> [WORK INSTRUCTIONS]
Starting with the line that contains "Mark each instance of the tree" and stopping after the line that contains "Mark each instance of the green shrub", return each line below exactly as written, with no others.

(Stored data entries)
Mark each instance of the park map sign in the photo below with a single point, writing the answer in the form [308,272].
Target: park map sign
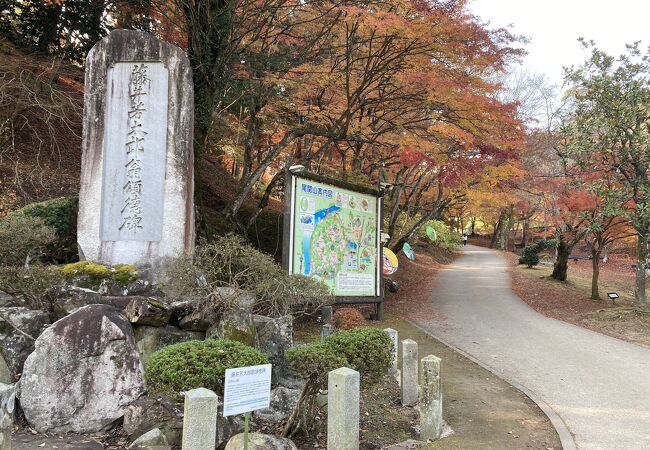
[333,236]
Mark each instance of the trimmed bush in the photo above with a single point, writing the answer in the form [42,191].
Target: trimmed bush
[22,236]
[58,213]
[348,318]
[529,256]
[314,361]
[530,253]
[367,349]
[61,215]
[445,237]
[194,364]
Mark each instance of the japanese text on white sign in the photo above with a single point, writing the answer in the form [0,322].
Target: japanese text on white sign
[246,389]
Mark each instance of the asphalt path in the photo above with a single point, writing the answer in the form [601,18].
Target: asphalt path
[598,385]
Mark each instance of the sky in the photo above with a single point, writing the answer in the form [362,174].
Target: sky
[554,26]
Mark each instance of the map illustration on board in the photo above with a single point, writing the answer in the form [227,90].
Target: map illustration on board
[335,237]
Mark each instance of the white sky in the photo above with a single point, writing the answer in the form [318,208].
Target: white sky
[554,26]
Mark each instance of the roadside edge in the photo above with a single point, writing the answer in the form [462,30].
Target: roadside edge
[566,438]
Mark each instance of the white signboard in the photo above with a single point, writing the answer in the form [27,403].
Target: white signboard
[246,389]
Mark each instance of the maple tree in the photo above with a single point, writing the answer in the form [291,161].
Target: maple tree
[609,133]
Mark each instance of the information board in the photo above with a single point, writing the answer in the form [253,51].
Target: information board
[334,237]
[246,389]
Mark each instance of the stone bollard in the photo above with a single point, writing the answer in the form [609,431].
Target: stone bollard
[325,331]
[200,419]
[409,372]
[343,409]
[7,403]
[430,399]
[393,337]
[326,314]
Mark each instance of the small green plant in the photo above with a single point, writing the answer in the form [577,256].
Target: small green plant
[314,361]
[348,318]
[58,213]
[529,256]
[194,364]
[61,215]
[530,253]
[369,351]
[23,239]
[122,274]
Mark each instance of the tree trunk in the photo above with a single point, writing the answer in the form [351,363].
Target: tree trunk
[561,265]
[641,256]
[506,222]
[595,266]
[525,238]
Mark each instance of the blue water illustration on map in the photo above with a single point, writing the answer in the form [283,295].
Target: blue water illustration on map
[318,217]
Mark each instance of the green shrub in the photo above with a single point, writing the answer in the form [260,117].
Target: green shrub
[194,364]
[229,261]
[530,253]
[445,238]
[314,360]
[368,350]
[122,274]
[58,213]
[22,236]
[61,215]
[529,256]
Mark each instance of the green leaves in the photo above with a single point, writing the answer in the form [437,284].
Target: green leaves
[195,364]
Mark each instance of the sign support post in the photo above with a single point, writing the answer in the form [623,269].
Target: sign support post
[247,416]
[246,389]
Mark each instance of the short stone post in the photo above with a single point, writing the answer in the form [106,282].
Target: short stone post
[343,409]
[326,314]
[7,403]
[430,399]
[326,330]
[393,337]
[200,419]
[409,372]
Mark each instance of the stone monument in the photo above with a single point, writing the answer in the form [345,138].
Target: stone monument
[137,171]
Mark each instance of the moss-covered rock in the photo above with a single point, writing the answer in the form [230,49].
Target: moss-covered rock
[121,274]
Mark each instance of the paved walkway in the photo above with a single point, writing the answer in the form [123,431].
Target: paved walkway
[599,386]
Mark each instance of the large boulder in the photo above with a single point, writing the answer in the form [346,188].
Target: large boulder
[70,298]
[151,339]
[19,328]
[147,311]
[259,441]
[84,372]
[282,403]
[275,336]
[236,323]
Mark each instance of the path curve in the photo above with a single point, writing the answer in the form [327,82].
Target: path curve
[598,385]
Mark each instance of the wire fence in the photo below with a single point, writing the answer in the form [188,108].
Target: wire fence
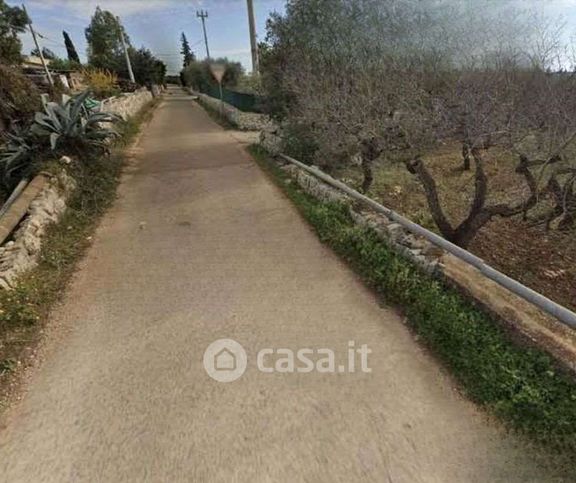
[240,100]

> [RESULT OF THE TASK]
Mark each instance of the tree trunk in the photo above with a single point, writing the answer in the form [351,363].
Target: tree trunk
[561,265]
[641,256]
[506,222]
[595,266]
[525,238]
Mark each instance of the blue water illustration on map in the photo above with a single point, writing the answer in the form [283,295].
Target: blue water illustration on map
[318,217]
Mark each instance of the green shrub in the photo above with a single point, writing the answer in the form [260,117].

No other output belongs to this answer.